» **What to do**
Tally the lines below that contain the word "this", then give the tally and nothing more.
** Excerpted records follows **
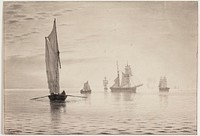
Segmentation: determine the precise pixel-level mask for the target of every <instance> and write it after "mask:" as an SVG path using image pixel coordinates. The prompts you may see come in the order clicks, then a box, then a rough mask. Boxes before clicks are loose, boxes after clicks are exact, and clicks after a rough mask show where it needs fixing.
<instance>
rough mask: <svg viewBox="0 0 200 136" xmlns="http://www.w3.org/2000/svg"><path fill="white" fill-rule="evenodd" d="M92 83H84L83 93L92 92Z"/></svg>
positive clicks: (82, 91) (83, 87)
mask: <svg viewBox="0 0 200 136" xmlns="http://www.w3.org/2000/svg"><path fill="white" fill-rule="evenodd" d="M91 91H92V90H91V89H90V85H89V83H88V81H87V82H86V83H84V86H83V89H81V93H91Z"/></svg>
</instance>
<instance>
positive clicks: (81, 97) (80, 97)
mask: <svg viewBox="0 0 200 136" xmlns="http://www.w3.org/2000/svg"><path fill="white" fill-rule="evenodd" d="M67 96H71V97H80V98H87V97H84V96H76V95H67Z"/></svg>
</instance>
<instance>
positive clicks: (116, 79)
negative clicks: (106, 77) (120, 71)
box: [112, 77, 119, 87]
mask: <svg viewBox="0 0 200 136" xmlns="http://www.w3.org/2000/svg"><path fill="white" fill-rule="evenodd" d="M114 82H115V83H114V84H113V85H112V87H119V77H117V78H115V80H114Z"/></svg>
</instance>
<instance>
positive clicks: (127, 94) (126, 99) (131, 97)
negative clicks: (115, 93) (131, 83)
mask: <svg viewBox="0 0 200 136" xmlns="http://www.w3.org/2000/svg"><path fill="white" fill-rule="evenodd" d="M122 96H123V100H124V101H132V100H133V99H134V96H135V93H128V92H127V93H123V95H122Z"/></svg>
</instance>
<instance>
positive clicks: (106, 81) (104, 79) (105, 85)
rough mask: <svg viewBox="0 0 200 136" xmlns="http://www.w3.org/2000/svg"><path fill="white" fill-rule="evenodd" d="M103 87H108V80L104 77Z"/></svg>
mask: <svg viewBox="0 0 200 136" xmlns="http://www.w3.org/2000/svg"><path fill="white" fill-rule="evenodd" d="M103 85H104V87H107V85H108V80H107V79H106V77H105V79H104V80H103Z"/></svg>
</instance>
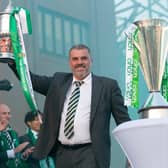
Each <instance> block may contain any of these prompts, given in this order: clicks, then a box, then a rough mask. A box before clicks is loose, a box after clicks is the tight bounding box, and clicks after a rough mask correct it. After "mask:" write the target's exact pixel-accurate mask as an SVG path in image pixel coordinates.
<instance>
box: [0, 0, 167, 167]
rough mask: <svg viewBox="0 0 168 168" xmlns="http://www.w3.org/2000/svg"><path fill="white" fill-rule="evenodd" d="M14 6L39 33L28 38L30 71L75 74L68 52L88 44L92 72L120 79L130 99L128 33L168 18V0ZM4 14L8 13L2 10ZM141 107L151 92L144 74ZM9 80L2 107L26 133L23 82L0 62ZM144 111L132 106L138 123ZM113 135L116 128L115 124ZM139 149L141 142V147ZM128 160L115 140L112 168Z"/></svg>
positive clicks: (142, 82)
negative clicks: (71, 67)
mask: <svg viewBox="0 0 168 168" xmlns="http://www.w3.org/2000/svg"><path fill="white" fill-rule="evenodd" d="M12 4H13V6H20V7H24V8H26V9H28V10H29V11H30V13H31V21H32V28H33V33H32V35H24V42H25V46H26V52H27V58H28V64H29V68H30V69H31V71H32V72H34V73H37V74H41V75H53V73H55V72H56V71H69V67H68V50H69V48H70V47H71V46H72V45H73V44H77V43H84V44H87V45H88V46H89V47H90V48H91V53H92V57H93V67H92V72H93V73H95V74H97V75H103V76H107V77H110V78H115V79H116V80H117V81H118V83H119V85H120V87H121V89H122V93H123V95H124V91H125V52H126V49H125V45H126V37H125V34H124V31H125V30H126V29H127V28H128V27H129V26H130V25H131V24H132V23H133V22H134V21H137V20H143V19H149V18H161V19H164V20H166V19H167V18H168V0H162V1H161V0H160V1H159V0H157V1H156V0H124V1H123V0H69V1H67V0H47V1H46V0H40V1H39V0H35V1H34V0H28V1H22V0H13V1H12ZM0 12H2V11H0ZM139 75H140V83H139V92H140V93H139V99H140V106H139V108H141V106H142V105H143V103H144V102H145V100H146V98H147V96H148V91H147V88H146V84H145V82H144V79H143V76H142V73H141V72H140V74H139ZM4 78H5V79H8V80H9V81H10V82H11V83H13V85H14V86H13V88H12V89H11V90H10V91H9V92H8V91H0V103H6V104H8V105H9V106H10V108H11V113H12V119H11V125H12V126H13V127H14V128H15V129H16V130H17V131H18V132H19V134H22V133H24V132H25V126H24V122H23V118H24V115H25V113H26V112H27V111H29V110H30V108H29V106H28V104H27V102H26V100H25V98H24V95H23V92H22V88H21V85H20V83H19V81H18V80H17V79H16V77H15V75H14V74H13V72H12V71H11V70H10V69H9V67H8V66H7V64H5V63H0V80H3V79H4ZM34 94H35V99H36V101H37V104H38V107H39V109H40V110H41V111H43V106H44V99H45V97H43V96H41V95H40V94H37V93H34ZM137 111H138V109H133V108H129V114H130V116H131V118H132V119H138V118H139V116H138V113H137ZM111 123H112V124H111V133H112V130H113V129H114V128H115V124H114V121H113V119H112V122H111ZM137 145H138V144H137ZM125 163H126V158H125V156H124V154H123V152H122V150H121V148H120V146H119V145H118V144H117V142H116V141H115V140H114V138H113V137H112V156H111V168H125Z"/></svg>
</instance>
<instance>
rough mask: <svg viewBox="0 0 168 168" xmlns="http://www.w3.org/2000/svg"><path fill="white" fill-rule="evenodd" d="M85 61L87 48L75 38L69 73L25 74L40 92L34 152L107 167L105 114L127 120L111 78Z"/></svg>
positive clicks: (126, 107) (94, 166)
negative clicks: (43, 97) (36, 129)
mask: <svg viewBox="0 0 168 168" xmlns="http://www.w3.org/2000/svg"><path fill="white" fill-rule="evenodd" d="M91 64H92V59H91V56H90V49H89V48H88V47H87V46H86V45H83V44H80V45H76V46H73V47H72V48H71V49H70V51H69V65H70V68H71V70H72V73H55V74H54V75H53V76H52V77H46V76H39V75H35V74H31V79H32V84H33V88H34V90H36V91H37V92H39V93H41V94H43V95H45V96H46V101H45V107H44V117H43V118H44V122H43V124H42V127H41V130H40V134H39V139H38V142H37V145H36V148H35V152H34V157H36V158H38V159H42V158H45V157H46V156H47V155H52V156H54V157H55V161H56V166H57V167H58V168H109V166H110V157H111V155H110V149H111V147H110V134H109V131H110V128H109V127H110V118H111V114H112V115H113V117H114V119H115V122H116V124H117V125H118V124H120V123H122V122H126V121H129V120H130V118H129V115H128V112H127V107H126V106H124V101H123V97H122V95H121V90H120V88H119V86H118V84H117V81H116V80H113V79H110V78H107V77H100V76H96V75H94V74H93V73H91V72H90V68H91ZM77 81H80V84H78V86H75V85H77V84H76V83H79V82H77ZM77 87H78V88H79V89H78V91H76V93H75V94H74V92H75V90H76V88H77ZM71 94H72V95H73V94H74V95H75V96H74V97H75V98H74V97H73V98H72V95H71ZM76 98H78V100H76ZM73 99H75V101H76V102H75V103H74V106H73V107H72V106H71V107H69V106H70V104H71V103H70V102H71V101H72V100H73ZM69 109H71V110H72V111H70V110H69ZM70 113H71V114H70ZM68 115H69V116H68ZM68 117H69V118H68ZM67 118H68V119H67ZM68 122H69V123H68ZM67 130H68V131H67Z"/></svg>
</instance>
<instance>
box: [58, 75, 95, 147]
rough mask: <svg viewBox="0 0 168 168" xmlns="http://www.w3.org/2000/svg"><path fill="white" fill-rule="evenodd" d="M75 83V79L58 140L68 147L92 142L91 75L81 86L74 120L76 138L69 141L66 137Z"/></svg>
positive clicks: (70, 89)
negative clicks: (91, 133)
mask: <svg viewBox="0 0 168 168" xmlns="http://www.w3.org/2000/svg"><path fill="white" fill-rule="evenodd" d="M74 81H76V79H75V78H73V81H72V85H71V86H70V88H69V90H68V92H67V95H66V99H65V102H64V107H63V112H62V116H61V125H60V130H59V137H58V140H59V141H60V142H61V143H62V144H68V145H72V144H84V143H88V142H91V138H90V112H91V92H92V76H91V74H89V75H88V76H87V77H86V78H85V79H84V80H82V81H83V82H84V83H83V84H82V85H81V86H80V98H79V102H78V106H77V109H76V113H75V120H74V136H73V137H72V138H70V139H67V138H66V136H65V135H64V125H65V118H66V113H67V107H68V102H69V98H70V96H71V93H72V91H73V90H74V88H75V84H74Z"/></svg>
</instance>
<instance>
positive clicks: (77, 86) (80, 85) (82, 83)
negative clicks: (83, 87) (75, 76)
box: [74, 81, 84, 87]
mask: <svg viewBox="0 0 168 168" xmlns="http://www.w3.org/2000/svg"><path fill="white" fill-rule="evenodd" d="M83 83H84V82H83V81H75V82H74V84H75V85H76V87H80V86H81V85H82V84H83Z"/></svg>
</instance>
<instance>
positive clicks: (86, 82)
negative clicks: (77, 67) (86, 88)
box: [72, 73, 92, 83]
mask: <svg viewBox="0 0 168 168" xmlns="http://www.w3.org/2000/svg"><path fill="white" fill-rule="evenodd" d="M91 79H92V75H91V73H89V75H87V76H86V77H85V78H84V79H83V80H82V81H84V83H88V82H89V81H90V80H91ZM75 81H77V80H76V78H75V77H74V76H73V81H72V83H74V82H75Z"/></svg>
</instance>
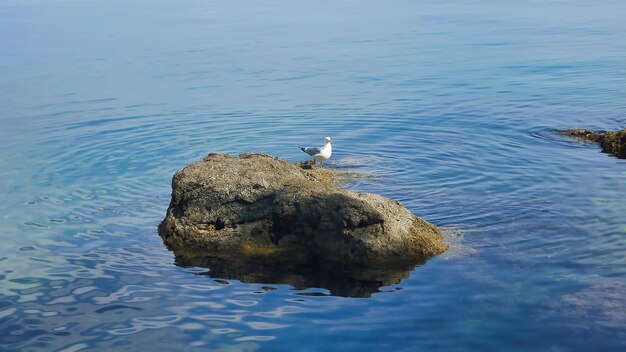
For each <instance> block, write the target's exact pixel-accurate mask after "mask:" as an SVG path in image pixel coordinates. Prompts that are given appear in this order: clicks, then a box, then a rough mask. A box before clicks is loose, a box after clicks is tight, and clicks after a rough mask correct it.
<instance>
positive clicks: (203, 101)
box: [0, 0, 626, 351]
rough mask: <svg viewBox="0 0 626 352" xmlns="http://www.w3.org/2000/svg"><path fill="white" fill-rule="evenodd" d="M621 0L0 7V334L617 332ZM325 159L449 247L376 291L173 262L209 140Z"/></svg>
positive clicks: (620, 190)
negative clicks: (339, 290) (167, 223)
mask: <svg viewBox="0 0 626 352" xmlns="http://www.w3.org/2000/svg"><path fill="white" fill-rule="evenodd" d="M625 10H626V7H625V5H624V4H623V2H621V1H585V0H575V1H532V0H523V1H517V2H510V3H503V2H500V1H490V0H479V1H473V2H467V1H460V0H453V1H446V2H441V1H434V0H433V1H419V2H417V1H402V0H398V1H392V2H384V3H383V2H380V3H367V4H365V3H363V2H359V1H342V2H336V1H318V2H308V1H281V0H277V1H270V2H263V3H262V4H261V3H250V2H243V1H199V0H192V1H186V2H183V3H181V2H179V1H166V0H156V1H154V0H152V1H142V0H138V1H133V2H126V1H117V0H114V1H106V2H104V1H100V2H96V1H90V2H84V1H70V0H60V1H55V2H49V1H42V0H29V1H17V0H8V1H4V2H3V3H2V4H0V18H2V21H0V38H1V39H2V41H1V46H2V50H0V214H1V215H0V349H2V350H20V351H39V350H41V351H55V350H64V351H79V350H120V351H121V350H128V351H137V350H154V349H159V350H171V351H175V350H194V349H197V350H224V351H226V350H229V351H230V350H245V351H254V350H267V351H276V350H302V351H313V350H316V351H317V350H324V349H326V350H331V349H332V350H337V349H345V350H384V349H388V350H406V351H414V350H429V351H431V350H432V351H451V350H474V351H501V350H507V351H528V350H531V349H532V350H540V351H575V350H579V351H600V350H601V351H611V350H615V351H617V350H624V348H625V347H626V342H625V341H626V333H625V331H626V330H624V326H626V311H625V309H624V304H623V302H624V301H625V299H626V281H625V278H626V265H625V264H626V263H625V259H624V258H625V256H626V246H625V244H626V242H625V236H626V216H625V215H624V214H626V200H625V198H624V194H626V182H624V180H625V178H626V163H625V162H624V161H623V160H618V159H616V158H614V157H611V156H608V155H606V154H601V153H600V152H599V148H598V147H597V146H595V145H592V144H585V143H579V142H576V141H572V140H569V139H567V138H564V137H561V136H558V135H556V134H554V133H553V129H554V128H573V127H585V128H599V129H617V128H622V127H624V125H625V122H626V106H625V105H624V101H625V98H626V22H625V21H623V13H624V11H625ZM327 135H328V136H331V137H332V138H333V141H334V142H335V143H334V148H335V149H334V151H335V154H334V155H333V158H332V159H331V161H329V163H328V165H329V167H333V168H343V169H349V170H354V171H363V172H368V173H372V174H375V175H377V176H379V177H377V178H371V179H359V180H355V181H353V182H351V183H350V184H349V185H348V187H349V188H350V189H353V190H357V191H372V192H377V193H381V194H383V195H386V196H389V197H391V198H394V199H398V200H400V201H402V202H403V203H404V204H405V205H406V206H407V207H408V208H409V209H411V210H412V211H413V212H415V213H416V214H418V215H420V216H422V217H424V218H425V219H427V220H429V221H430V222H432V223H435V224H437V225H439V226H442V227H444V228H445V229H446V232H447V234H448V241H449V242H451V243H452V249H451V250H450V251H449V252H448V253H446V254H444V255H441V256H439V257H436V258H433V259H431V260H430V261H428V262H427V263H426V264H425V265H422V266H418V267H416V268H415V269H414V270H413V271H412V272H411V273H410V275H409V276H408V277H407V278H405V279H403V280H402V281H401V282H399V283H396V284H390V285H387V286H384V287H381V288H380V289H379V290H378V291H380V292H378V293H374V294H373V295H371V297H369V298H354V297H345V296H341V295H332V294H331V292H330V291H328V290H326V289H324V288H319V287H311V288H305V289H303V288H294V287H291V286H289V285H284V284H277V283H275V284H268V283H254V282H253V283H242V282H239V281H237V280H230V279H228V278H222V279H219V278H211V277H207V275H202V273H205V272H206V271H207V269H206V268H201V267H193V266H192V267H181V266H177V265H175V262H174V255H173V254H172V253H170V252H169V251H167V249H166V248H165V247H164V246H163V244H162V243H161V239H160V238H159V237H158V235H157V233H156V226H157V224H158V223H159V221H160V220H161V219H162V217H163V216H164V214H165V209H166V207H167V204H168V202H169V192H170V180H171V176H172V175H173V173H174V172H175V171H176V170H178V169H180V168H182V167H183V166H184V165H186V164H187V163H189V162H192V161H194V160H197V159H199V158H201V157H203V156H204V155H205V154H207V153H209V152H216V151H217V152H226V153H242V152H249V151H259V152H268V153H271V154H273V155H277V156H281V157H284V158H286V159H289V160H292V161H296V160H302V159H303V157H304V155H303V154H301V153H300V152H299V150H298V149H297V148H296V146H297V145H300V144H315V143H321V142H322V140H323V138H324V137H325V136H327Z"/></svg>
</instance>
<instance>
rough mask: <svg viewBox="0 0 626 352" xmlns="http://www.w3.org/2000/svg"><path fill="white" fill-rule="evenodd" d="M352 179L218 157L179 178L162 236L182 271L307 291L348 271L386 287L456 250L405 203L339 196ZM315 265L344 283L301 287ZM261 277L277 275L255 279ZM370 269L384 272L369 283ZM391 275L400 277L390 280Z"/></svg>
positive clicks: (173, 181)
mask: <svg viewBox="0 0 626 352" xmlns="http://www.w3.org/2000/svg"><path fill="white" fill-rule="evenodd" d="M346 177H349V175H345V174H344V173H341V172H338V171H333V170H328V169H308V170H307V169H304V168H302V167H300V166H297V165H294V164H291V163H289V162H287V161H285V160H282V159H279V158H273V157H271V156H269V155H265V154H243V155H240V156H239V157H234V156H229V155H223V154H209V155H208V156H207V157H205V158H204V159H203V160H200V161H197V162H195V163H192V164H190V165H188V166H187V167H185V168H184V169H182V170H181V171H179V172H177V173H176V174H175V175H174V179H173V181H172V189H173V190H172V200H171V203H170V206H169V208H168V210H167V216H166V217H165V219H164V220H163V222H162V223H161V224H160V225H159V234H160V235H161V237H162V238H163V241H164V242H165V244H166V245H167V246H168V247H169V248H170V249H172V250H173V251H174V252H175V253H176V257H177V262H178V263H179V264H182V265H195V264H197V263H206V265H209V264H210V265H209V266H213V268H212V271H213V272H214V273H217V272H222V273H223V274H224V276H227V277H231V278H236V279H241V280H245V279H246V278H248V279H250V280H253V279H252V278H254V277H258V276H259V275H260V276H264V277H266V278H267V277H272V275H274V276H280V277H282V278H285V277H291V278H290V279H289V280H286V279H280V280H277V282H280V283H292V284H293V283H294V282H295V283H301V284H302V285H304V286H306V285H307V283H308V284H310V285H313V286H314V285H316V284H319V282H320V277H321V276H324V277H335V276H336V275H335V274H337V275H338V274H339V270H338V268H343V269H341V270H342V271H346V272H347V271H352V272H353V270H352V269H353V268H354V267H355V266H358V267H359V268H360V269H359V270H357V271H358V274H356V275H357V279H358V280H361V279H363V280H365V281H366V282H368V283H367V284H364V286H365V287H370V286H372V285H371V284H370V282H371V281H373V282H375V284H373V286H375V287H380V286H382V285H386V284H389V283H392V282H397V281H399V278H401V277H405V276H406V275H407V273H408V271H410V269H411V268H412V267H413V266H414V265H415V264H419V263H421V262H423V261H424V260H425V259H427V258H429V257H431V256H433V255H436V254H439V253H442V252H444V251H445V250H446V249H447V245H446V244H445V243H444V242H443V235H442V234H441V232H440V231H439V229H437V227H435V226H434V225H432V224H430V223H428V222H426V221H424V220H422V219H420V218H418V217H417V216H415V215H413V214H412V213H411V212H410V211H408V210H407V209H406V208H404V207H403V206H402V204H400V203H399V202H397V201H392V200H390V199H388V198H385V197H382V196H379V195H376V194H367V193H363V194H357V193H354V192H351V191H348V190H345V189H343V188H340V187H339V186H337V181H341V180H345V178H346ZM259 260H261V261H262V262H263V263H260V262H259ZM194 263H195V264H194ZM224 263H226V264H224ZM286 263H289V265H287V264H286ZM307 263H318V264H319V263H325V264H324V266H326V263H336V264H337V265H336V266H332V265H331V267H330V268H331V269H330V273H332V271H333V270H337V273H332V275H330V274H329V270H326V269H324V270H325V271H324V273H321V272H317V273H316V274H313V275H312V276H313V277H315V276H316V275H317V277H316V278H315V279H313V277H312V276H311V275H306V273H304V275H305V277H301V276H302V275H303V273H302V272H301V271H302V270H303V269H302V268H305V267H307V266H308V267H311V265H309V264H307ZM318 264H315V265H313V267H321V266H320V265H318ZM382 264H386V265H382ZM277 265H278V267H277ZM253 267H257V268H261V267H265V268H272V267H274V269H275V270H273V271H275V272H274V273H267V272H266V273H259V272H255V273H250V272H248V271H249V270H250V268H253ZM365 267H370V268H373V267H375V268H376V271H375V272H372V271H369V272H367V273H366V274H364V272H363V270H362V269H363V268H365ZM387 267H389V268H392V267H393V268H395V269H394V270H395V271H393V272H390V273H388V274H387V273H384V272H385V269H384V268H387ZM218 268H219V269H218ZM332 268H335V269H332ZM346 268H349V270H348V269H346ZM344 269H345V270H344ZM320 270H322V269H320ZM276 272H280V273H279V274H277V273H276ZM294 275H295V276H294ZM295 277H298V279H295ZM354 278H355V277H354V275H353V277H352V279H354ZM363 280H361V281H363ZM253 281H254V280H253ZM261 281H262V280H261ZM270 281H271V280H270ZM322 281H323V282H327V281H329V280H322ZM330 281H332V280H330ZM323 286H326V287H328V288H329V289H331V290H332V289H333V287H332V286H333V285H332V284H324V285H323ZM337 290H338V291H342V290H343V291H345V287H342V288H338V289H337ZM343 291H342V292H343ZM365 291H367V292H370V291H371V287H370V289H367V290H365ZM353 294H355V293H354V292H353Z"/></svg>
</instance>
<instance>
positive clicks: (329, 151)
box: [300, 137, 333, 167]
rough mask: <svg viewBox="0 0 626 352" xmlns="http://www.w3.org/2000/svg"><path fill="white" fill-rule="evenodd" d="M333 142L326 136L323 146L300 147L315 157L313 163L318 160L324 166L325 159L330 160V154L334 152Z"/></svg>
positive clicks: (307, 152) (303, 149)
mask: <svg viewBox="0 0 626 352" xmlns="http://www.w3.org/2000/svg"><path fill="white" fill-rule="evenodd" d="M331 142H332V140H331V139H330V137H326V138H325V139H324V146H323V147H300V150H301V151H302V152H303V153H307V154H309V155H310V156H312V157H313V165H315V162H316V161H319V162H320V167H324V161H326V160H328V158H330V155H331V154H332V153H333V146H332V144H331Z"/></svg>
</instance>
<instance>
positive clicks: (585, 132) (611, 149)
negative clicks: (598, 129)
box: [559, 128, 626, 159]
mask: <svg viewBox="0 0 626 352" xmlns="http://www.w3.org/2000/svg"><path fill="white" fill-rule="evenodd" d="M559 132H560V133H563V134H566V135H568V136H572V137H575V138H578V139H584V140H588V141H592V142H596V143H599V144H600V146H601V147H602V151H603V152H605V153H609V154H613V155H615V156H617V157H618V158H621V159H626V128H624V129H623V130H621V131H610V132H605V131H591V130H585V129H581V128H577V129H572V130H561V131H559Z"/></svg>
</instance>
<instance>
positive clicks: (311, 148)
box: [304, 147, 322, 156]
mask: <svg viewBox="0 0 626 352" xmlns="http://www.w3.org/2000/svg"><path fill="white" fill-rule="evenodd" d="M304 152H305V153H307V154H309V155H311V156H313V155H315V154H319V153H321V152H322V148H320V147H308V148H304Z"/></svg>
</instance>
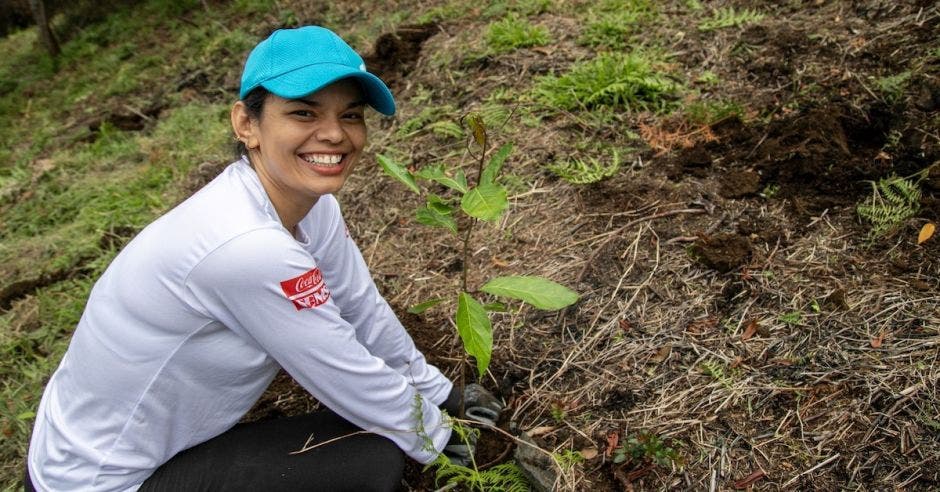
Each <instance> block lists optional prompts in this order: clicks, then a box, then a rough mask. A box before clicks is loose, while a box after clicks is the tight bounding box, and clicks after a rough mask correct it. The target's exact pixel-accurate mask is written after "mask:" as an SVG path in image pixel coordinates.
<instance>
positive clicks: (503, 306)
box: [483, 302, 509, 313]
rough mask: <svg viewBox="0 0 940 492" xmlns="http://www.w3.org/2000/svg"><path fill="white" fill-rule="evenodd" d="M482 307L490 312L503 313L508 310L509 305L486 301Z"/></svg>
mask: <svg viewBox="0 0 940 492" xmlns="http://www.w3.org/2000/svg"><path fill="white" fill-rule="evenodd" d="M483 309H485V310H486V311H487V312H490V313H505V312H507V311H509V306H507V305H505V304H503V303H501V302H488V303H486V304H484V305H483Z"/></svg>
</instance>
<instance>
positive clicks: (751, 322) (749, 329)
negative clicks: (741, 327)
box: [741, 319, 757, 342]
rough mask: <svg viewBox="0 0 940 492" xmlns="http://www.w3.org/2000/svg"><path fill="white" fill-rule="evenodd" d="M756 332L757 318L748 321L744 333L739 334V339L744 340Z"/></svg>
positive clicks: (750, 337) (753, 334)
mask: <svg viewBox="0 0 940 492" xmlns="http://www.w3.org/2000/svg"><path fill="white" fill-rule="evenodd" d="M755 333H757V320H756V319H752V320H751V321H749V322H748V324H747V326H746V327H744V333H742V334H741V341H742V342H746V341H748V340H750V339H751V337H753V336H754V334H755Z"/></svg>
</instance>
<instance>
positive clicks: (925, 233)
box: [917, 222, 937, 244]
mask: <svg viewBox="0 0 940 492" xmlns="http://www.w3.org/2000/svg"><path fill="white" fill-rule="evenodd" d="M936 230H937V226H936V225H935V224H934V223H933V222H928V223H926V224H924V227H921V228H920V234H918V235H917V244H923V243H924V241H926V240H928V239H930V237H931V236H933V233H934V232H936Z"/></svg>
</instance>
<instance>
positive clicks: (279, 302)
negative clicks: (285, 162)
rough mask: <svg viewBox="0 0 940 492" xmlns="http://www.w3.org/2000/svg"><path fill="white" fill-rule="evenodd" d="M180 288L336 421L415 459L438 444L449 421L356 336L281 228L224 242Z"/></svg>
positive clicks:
** End of Excerpted records **
» **Exercise response**
3